Rewrite these lines with every "facade" swapped for "front" and nothing else altered.

--------------------------------------------------

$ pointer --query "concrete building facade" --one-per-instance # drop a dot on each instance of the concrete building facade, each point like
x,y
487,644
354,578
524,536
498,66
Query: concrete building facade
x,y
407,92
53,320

--------------------------------------------------

:: Exercise solution ::
$ pointer --query "concrete building front" --one-per-instance # drop a dot on each instance of the concrete building front, each point like
x,y
487,644
354,578
524,536
498,66
Query: concrete building front
x,y
407,92
53,320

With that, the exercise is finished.